- **INPUT MATERIAL**:
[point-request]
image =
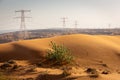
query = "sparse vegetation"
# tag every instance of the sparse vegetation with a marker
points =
(59, 54)
(92, 72)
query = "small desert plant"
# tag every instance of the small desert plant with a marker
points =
(59, 54)
(3, 77)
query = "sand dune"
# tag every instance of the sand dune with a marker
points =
(89, 50)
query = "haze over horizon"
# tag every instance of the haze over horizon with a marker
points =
(48, 13)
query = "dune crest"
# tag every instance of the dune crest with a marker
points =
(88, 49)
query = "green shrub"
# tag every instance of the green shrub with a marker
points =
(3, 77)
(59, 54)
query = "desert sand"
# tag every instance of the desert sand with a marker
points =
(97, 51)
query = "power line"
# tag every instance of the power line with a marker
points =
(23, 31)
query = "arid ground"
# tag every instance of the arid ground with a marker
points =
(96, 57)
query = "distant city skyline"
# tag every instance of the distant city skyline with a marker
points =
(48, 13)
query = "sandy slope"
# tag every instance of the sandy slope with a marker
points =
(91, 50)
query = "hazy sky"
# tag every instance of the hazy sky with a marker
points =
(48, 13)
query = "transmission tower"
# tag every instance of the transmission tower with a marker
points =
(76, 24)
(64, 22)
(23, 31)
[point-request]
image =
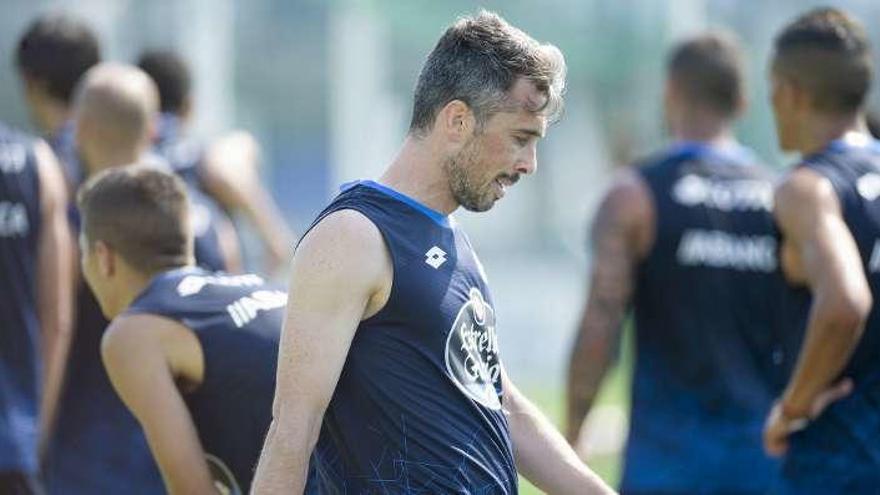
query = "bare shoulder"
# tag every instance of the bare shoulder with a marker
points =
(345, 254)
(627, 209)
(129, 335)
(344, 235)
(802, 193)
(52, 185)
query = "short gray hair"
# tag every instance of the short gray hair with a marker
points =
(477, 61)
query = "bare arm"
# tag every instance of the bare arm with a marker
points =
(137, 358)
(621, 235)
(55, 284)
(542, 454)
(231, 175)
(341, 274)
(819, 251)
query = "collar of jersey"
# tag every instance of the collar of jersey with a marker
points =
(733, 153)
(435, 216)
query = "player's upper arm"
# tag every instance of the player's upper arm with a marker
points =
(56, 253)
(138, 358)
(825, 254)
(624, 224)
(622, 234)
(341, 274)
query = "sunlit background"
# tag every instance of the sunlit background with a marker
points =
(326, 88)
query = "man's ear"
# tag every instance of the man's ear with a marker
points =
(456, 121)
(106, 258)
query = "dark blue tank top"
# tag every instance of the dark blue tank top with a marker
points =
(237, 319)
(418, 405)
(853, 169)
(709, 356)
(20, 220)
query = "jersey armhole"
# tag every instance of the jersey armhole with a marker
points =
(392, 291)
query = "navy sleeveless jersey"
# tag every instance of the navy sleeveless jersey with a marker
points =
(19, 326)
(840, 451)
(418, 405)
(237, 319)
(709, 356)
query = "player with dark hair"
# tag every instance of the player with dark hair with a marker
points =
(225, 169)
(192, 353)
(35, 310)
(686, 240)
(99, 447)
(53, 53)
(827, 420)
(389, 359)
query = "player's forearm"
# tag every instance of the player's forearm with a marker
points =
(833, 332)
(589, 362)
(55, 354)
(542, 454)
(284, 462)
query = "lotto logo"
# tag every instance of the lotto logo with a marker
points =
(435, 257)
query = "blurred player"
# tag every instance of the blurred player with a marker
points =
(192, 353)
(226, 170)
(390, 339)
(115, 118)
(829, 218)
(100, 448)
(53, 53)
(35, 309)
(686, 240)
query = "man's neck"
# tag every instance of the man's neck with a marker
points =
(418, 172)
(51, 115)
(702, 127)
(821, 130)
(113, 158)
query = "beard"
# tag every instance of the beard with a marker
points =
(468, 191)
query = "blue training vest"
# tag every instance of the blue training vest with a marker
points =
(840, 451)
(709, 356)
(237, 319)
(418, 405)
(20, 363)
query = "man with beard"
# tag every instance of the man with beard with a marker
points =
(389, 366)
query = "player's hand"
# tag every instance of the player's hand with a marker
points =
(779, 426)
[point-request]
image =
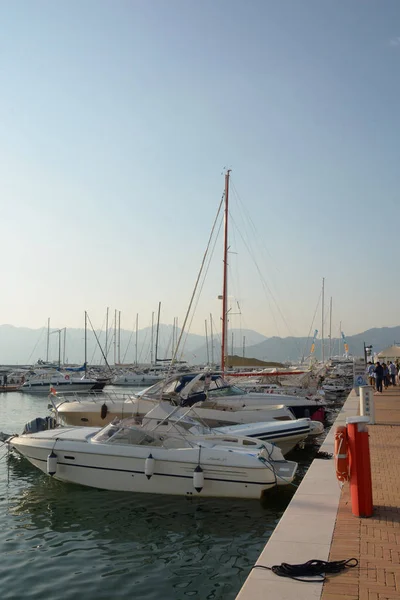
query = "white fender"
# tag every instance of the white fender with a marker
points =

- **TASK INSTRUCTIONS**: Copy out the listing above in full and leave out its pictures.

- **SOLUTION FOR THIS PROBLEM**:
[point-request]
image =
query = "sparse vegetation"
# tag every instance of the sparse vegetation with a marker
points =
(59, 54)
(92, 72)
query = "small desert plant"
# tag every instance of the small desert plant with a marker
points =
(59, 54)
(3, 77)
query = "sand dune"
# tag every instance of the sand dune with a marker
points =
(89, 50)
query = "haze over horizon"
# tag every instance of the haze over horizon with a marker
points =
(48, 13)
query = "dune crest"
# tag every instance of the dune crest with a marker
points =
(88, 49)
query = "green shrub"
# tag every instance of the green shrub with a marker
points =
(3, 77)
(59, 54)
query = "desert sand"
# tag every instance of the desert sand with a marker
points =
(97, 51)
query = "power line"
# tag every instance of the power line with a marker
points =
(23, 31)
query = "arid ground"
# tag every instance of the arid ground with a marker
points =
(96, 57)
query = "distant city skyline"
# tag every instance of the distant city skyline with a marker
points =
(48, 13)
query = "sandy slope"
# tag every instance of the sandy slope with a marker
points =
(91, 50)
query = "hazy sky"
# tag every instance of the hazy sky with a marker
points =
(48, 13)
query = "transmission tower"
# tag every instance of the transmission tower with a marker
points =
(76, 24)
(64, 22)
(23, 31)
[point-request]
image =
query = "bare shoulder"
# tag every instance of the bare shoulder with a marker
points =
(345, 254)
(627, 209)
(129, 335)
(344, 235)
(802, 193)
(52, 185)
query = "short gray hair"
# tag every instance of the short gray hair with a marker
points =
(477, 61)
query = "bare arm"
# tag every instance of the bare arm with a marker
points =
(137, 358)
(621, 235)
(55, 284)
(542, 454)
(231, 175)
(341, 274)
(819, 251)
query = "collar of jersey"
# tag every instance of the collar of jersey with a marker
points =
(733, 153)
(435, 216)
query = "player's upper arm"
# tag every instance of the player's upper arm with a marker
points =
(56, 253)
(138, 358)
(825, 254)
(624, 224)
(622, 234)
(341, 274)
query = "sunlit background"
# tag every instance of the sunlit background with a marker
points =
(326, 88)
query = "man's ear"
# tag every instance of the man's ear with a marker
points =
(456, 121)
(106, 258)
query = "dark blue tank top"
# tag every instance of the dark blue tank top with a marker
points =
(237, 319)
(418, 405)
(853, 169)
(709, 356)
(20, 220)
query = "jersey armhole"
# tag every instance of the jersey armhole with a marker
points =
(392, 291)
query = "navy sleeveless jersey"
# tag every instance of the navy sleeveless jersey with a marker
points =
(19, 326)
(840, 451)
(418, 405)
(237, 319)
(709, 356)
query = "player with dark hair"
# tag every instance of the player with dark hair with a marker
points =
(225, 169)
(192, 353)
(35, 310)
(686, 240)
(99, 447)
(53, 53)
(827, 420)
(389, 359)
query = "player's forearm"
# tag every instance of the player's forearm with a marker
points =
(833, 332)
(589, 362)
(55, 354)
(542, 454)
(284, 462)
query = "lotto logo"
# tag every instance of the lotto logo with a marker
points =
(435, 257)
query = "blurred player"
# tag every instance of the blurred player with a marker
points =
(192, 353)
(226, 170)
(390, 339)
(115, 118)
(829, 218)
(100, 448)
(53, 53)
(35, 309)
(686, 240)
query = "man's neck"
# tag every instance of the man's neck with a marker
points =
(418, 172)
(51, 115)
(702, 127)
(821, 130)
(113, 158)
query = "beard"
# tag every instance of the beard with a marker
points =
(468, 191)
query = "blue training vest"
# tag every instance of the blue training vest with a marker
points =
(840, 451)
(709, 356)
(237, 319)
(418, 405)
(20, 363)
query = "man with beard"
# tag every instance of the man with beard with a marker
points =
(389, 366)
query = "player's hand"
# tag every instance of the player's hand with a marker
points =
(779, 426)
[point-request]
image =
query = "white fender"
# tag every instance of the white fender with a marker
points =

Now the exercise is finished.